- **Given task**
Set down exactly, and only, the lines from the one with "the white greenhouse" to the final line of the entries, both included.

[start Dataset entries]

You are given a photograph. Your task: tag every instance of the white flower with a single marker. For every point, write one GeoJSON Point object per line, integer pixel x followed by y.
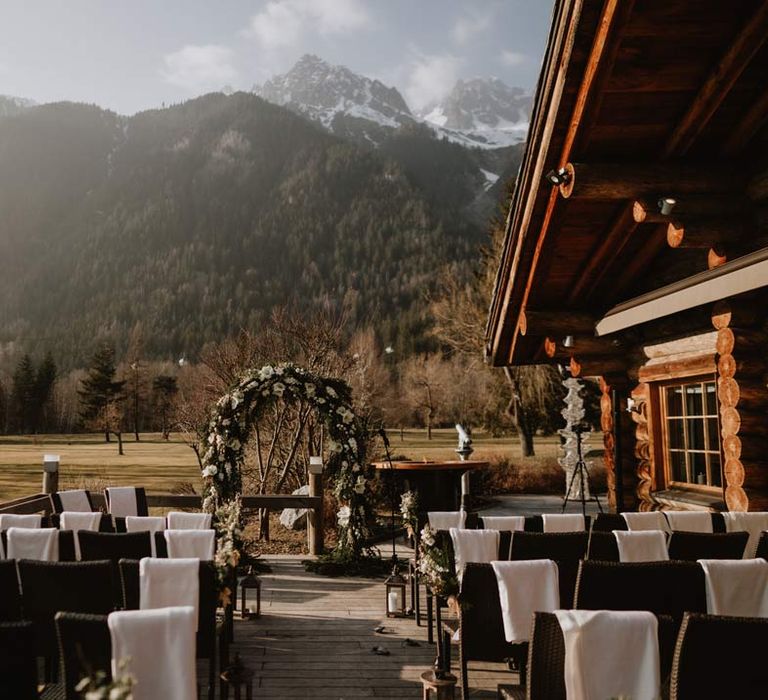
{"type": "Point", "coordinates": [343, 516]}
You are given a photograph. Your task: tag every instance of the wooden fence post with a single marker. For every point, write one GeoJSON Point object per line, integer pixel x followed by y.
{"type": "Point", "coordinates": [315, 533]}
{"type": "Point", "coordinates": [50, 473]}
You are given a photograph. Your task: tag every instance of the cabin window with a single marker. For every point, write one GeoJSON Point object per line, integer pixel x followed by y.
{"type": "Point", "coordinates": [692, 442]}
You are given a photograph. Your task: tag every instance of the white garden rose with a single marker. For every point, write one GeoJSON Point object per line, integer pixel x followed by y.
{"type": "Point", "coordinates": [343, 516]}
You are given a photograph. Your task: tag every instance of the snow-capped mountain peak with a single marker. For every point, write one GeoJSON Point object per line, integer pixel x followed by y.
{"type": "Point", "coordinates": [335, 96]}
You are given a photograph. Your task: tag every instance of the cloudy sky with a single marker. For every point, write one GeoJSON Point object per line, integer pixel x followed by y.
{"type": "Point", "coordinates": [130, 55]}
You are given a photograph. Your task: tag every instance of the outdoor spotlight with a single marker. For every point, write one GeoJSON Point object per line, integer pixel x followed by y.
{"type": "Point", "coordinates": [666, 205]}
{"type": "Point", "coordinates": [557, 177]}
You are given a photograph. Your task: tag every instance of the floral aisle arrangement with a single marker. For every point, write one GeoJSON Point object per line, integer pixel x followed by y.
{"type": "Point", "coordinates": [436, 567]}
{"type": "Point", "coordinates": [409, 511]}
{"type": "Point", "coordinates": [239, 409]}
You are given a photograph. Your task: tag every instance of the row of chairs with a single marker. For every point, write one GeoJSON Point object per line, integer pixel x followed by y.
{"type": "Point", "coordinates": [58, 611]}
{"type": "Point", "coordinates": [697, 661]}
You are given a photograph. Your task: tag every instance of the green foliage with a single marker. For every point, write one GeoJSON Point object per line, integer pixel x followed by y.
{"type": "Point", "coordinates": [199, 219]}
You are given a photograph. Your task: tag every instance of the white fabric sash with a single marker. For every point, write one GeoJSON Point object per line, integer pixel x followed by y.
{"type": "Point", "coordinates": [445, 520]}
{"type": "Point", "coordinates": [642, 545]}
{"type": "Point", "coordinates": [525, 587]}
{"type": "Point", "coordinates": [689, 520]}
{"type": "Point", "coordinates": [189, 521]}
{"type": "Point", "coordinates": [33, 543]}
{"type": "Point", "coordinates": [474, 546]}
{"type": "Point", "coordinates": [146, 523]}
{"type": "Point", "coordinates": [122, 500]}
{"type": "Point", "coordinates": [191, 544]}
{"type": "Point", "coordinates": [736, 586]}
{"type": "Point", "coordinates": [75, 520]}
{"type": "Point", "coordinates": [512, 523]}
{"type": "Point", "coordinates": [753, 523]}
{"type": "Point", "coordinates": [563, 522]}
{"type": "Point", "coordinates": [159, 647]}
{"type": "Point", "coordinates": [165, 583]}
{"type": "Point", "coordinates": [652, 520]}
{"type": "Point", "coordinates": [599, 645]}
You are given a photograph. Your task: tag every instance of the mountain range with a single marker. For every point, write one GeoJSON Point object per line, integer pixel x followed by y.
{"type": "Point", "coordinates": [197, 220]}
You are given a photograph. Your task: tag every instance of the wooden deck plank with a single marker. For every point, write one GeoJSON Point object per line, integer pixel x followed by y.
{"type": "Point", "coordinates": [314, 640]}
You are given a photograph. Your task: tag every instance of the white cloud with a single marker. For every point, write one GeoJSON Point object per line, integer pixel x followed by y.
{"type": "Point", "coordinates": [513, 58]}
{"type": "Point", "coordinates": [282, 23]}
{"type": "Point", "coordinates": [196, 67]}
{"type": "Point", "coordinates": [431, 78]}
{"type": "Point", "coordinates": [467, 27]}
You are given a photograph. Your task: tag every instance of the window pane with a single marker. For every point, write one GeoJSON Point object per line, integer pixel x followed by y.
{"type": "Point", "coordinates": [695, 434]}
{"type": "Point", "coordinates": [698, 467]}
{"type": "Point", "coordinates": [694, 405]}
{"type": "Point", "coordinates": [711, 390]}
{"type": "Point", "coordinates": [714, 468]}
{"type": "Point", "coordinates": [676, 436]}
{"type": "Point", "coordinates": [675, 401]}
{"type": "Point", "coordinates": [677, 464]}
{"type": "Point", "coordinates": [713, 435]}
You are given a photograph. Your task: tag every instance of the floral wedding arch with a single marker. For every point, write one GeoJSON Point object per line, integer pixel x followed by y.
{"type": "Point", "coordinates": [238, 411]}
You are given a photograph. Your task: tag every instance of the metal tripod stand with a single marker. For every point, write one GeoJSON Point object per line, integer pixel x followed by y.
{"type": "Point", "coordinates": [580, 470]}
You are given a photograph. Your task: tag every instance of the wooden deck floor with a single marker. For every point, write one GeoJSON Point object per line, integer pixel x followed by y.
{"type": "Point", "coordinates": [314, 640]}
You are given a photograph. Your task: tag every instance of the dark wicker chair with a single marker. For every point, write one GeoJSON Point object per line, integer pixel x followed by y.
{"type": "Point", "coordinates": [480, 621]}
{"type": "Point", "coordinates": [141, 502]}
{"type": "Point", "coordinates": [51, 587]}
{"type": "Point", "coordinates": [608, 522]}
{"type": "Point", "coordinates": [692, 546]}
{"type": "Point", "coordinates": [720, 657]}
{"type": "Point", "coordinates": [565, 548]}
{"type": "Point", "coordinates": [10, 597]}
{"type": "Point", "coordinates": [546, 659]}
{"type": "Point", "coordinates": [762, 546]}
{"type": "Point", "coordinates": [602, 546]}
{"type": "Point", "coordinates": [210, 635]}
{"type": "Point", "coordinates": [85, 646]}
{"type": "Point", "coordinates": [114, 545]}
{"type": "Point", "coordinates": [18, 663]}
{"type": "Point", "coordinates": [664, 588]}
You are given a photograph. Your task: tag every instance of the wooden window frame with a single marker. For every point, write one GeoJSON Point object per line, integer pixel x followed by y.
{"type": "Point", "coordinates": [659, 436]}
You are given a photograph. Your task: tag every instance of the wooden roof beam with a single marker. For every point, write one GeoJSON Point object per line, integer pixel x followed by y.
{"type": "Point", "coordinates": [549, 323]}
{"type": "Point", "coordinates": [633, 181]}
{"type": "Point", "coordinates": [719, 83]}
{"type": "Point", "coordinates": [703, 234]}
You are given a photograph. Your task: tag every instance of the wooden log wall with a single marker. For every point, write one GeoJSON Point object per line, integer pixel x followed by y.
{"type": "Point", "coordinates": [743, 397]}
{"type": "Point", "coordinates": [607, 385]}
{"type": "Point", "coordinates": [643, 451]}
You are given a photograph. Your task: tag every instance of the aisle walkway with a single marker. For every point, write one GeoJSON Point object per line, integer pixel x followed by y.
{"type": "Point", "coordinates": [315, 635]}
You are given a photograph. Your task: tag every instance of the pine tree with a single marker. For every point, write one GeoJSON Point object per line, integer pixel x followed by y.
{"type": "Point", "coordinates": [22, 404]}
{"type": "Point", "coordinates": [45, 378]}
{"type": "Point", "coordinates": [164, 389]}
{"type": "Point", "coordinates": [99, 393]}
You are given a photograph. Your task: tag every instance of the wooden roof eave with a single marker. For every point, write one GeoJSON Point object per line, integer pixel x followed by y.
{"type": "Point", "coordinates": [538, 148]}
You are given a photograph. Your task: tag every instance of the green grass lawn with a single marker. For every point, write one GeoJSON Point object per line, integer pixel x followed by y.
{"type": "Point", "coordinates": [88, 462]}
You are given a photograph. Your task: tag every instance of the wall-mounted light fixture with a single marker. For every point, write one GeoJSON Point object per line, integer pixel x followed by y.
{"type": "Point", "coordinates": [666, 205]}
{"type": "Point", "coordinates": [557, 177]}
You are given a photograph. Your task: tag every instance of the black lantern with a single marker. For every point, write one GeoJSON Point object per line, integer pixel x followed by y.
{"type": "Point", "coordinates": [249, 582]}
{"type": "Point", "coordinates": [395, 588]}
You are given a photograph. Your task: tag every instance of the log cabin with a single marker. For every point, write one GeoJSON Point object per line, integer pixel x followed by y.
{"type": "Point", "coordinates": [638, 230]}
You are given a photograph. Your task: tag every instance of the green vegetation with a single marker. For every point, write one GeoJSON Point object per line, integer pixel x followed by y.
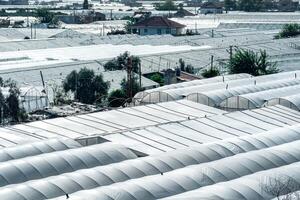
{"type": "Point", "coordinates": [209, 73]}
{"type": "Point", "coordinates": [289, 30]}
{"type": "Point", "coordinates": [230, 5]}
{"type": "Point", "coordinates": [254, 63]}
{"type": "Point", "coordinates": [10, 111]}
{"type": "Point", "coordinates": [120, 63]}
{"type": "Point", "coordinates": [167, 5]}
{"type": "Point", "coordinates": [44, 15]}
{"type": "Point", "coordinates": [186, 68]}
{"type": "Point", "coordinates": [158, 78]}
{"type": "Point", "coordinates": [116, 98]}
{"type": "Point", "coordinates": [85, 4]}
{"type": "Point", "coordinates": [88, 87]}
{"type": "Point", "coordinates": [121, 96]}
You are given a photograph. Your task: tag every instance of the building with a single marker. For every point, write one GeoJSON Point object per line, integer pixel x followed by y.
{"type": "Point", "coordinates": [183, 13]}
{"type": "Point", "coordinates": [82, 18]}
{"type": "Point", "coordinates": [157, 25]}
{"type": "Point", "coordinates": [211, 8]}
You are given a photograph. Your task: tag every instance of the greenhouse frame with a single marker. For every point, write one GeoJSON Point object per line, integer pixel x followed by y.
{"type": "Point", "coordinates": [218, 97]}
{"type": "Point", "coordinates": [69, 183]}
{"type": "Point", "coordinates": [197, 176]}
{"type": "Point", "coordinates": [191, 88]}
{"type": "Point", "coordinates": [258, 99]}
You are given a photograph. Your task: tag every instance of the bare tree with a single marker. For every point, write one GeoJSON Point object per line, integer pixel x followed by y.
{"type": "Point", "coordinates": [281, 187]}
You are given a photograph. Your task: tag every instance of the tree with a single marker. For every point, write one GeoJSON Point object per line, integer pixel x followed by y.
{"type": "Point", "coordinates": [88, 87]}
{"type": "Point", "coordinates": [44, 15]}
{"type": "Point", "coordinates": [250, 5]}
{"type": "Point", "coordinates": [281, 187]}
{"type": "Point", "coordinates": [289, 30]}
{"type": "Point", "coordinates": [85, 4]}
{"type": "Point", "coordinates": [230, 4]}
{"type": "Point", "coordinates": [10, 104]}
{"type": "Point", "coordinates": [117, 98]}
{"type": "Point", "coordinates": [186, 68]}
{"type": "Point", "coordinates": [167, 5]}
{"type": "Point", "coordinates": [135, 87]}
{"type": "Point", "coordinates": [120, 62]}
{"type": "Point", "coordinates": [158, 78]}
{"type": "Point", "coordinates": [208, 73]}
{"type": "Point", "coordinates": [248, 61]}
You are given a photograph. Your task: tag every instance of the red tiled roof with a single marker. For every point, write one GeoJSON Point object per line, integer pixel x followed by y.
{"type": "Point", "coordinates": [158, 21]}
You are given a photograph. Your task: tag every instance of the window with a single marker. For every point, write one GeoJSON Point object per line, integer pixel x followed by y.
{"type": "Point", "coordinates": [159, 31]}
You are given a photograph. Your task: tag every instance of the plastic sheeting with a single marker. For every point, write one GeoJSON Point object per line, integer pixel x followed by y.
{"type": "Point", "coordinates": [101, 123]}
{"type": "Point", "coordinates": [197, 176]}
{"type": "Point", "coordinates": [41, 166]}
{"type": "Point", "coordinates": [255, 186]}
{"type": "Point", "coordinates": [219, 97]}
{"type": "Point", "coordinates": [105, 175]}
{"type": "Point", "coordinates": [160, 95]}
{"type": "Point", "coordinates": [291, 101]}
{"type": "Point", "coordinates": [259, 99]}
{"type": "Point", "coordinates": [156, 139]}
{"type": "Point", "coordinates": [37, 148]}
{"type": "Point", "coordinates": [168, 93]}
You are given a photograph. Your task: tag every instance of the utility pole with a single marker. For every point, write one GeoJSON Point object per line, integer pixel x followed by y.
{"type": "Point", "coordinates": [230, 52]}
{"type": "Point", "coordinates": [27, 17]}
{"type": "Point", "coordinates": [129, 77]}
{"type": "Point", "coordinates": [211, 62]}
{"type": "Point", "coordinates": [140, 74]}
{"type": "Point", "coordinates": [31, 34]}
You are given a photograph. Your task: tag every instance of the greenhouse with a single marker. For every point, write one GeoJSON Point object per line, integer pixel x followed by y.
{"type": "Point", "coordinates": [37, 148]}
{"type": "Point", "coordinates": [197, 176]}
{"type": "Point", "coordinates": [258, 99]}
{"type": "Point", "coordinates": [168, 93]}
{"type": "Point", "coordinates": [146, 96]}
{"type": "Point", "coordinates": [55, 163]}
{"type": "Point", "coordinates": [146, 166]}
{"type": "Point", "coordinates": [258, 186]}
{"type": "Point", "coordinates": [218, 97]}
{"type": "Point", "coordinates": [101, 123]}
{"type": "Point", "coordinates": [292, 101]}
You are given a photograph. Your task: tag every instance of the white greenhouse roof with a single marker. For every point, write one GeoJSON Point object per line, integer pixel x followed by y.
{"type": "Point", "coordinates": [259, 99]}
{"type": "Point", "coordinates": [55, 163]}
{"type": "Point", "coordinates": [173, 92]}
{"type": "Point", "coordinates": [36, 148]}
{"type": "Point", "coordinates": [249, 187]}
{"type": "Point", "coordinates": [198, 176]}
{"type": "Point", "coordinates": [32, 58]}
{"type": "Point", "coordinates": [219, 97]}
{"type": "Point", "coordinates": [291, 101]}
{"type": "Point", "coordinates": [102, 123]}
{"type": "Point", "coordinates": [176, 135]}
{"type": "Point", "coordinates": [69, 183]}
{"type": "Point", "coordinates": [141, 96]}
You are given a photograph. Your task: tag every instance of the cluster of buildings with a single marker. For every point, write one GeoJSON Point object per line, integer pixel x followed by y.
{"type": "Point", "coordinates": [228, 137]}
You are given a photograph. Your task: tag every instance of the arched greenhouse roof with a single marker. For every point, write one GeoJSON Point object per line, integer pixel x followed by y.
{"type": "Point", "coordinates": [171, 94]}
{"type": "Point", "coordinates": [291, 101]}
{"type": "Point", "coordinates": [250, 187]}
{"type": "Point", "coordinates": [217, 97]}
{"type": "Point", "coordinates": [217, 79]}
{"type": "Point", "coordinates": [37, 148]}
{"type": "Point", "coordinates": [258, 99]}
{"type": "Point", "coordinates": [69, 183]}
{"type": "Point", "coordinates": [44, 165]}
{"type": "Point", "coordinates": [197, 176]}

[end Dataset entries]

- **Result for this exercise**
You are given a photograph. Your task: tag every instance of the white greenhouse roof with a single marker. For every point, write one GeoJSON Point object per line, integer pixel x followed by y.
{"type": "Point", "coordinates": [259, 99]}
{"type": "Point", "coordinates": [55, 163]}
{"type": "Point", "coordinates": [173, 92]}
{"type": "Point", "coordinates": [36, 148]}
{"type": "Point", "coordinates": [249, 187]}
{"type": "Point", "coordinates": [198, 176]}
{"type": "Point", "coordinates": [32, 58]}
{"type": "Point", "coordinates": [219, 97]}
{"type": "Point", "coordinates": [291, 101]}
{"type": "Point", "coordinates": [102, 123]}
{"type": "Point", "coordinates": [176, 135]}
{"type": "Point", "coordinates": [69, 183]}
{"type": "Point", "coordinates": [141, 96]}
You are given a photograph. Your task: tag every instance of the cluster of buildings with a single marker. For every point, write one GeoJSON Point object per line, integer pixel x followed by y.
{"type": "Point", "coordinates": [228, 137]}
You are given a photograph. Your task: tag every instance of the arched greenhouse roof with a single marker. For every point, write one GeoJSON Point object per line, integer pixel x followed by y.
{"type": "Point", "coordinates": [171, 94]}
{"type": "Point", "coordinates": [291, 101]}
{"type": "Point", "coordinates": [250, 187]}
{"type": "Point", "coordinates": [217, 97]}
{"type": "Point", "coordinates": [217, 79]}
{"type": "Point", "coordinates": [37, 148]}
{"type": "Point", "coordinates": [258, 99]}
{"type": "Point", "coordinates": [69, 183]}
{"type": "Point", "coordinates": [44, 165]}
{"type": "Point", "coordinates": [197, 176]}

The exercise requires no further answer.